TASKS AND EXERCISES:
a – Condense the paragraph of the dissent that begins "Because death is so fundamentally different" into a short list that keeps its main points.
b – Answer these questions from the dissent, each on its own line:
(i) Which part of the opinion does the dissenting judge disagree with?
(ii) What is the jury's role at a sentencing hearing in a capital case?
(iii) Who wrote the dissent?
c – Reproduce the passage of the dissent starting with "I respectfully dissent" and going on through "process entitled him.".

====== EXCERPT TO READ ======

Frederick Kirkpatrick, Etc. v. Frank Blackburn, Warden, Louisiana State Penitentiary, Respondents

ALVIN B. RUBIN, Circuit Judge,

dissenting in part.

I respectfully dissent from Part IIIB of the opinion, which holds that the prosecutor’s remarks at the sentencing hearing did not deny Kirkpatrick due process when he was sentenced to death. Even if any one of the prosecutor’s comments was not egregious, the cumulative effect of his arguments was sufficient to deprive the accused of the rational sentencing proceeding to which due process entitled him.

Because death is so fundamentally different from other kinds of punishment, the Constitution requires, by means of procedural safeguards and judicial vigilance, assurance that the imposition of death is not the product of arbitrariness or caprice.1 At a sentencing hearing in a capital case, the jury’s role is to focus on the aggravating and mitigating circumstances of the crime. In reviewing such a proceeding, we inquire whether the jury was motivated by subjective rather than objective factors in reaching its decision. If the prosecutor’s arguments make a rational assessment by the jury unlikely, or the prosecutor engages in “persistent or pronounced misconduct,”2 then the sentencing hearing is fundamentally unfair.

====== DATA SEGMENT ======

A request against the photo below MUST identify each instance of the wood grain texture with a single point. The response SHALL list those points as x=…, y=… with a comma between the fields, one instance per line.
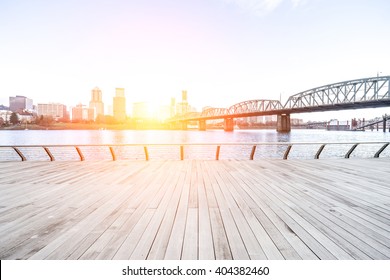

======

OUTPUTS BY TASK:
a –
- Because death differs fundamentally from other punishments, the Constitution requires procedural safeguards and judicial vigilance so that a death sentence is not the product of arbitrariness or caprice.
- At a capital sentencing hearing, the jury should focus on the aggravating and mitigating circumstances of the crime.
- On review, the court asks whether the jury was driven by subjective rather than objective factors.
- A sentencing hearing is fundamentally unfair if the prosecutor's arguments make a rational assessment by the jury unlikely or if the prosecutor engages in "persistent or pronounced misconduct."

b –
(i) Part IIIB, which holds that the prosecutor's remarks at the sentencing hearing did not deny Kirkpatrick due process.
(ii) To focus on the aggravating and mitigating circumstances of the crime.
(iii) Alvin B. Rubin, Circuit Judge.

c –
I respectfully dissent from Part IIIB of the opinion, which holds that the prosecutor’s remarks at the sentencing hearing did not deny Kirkpatrick due process when he was sentenced to death. Even if any one of the prosecutor’s comments was not egregious, the cumulative effect of his arguments was sufficient to deprive the accused of the rational sentencing proceeding to which due process entitled him.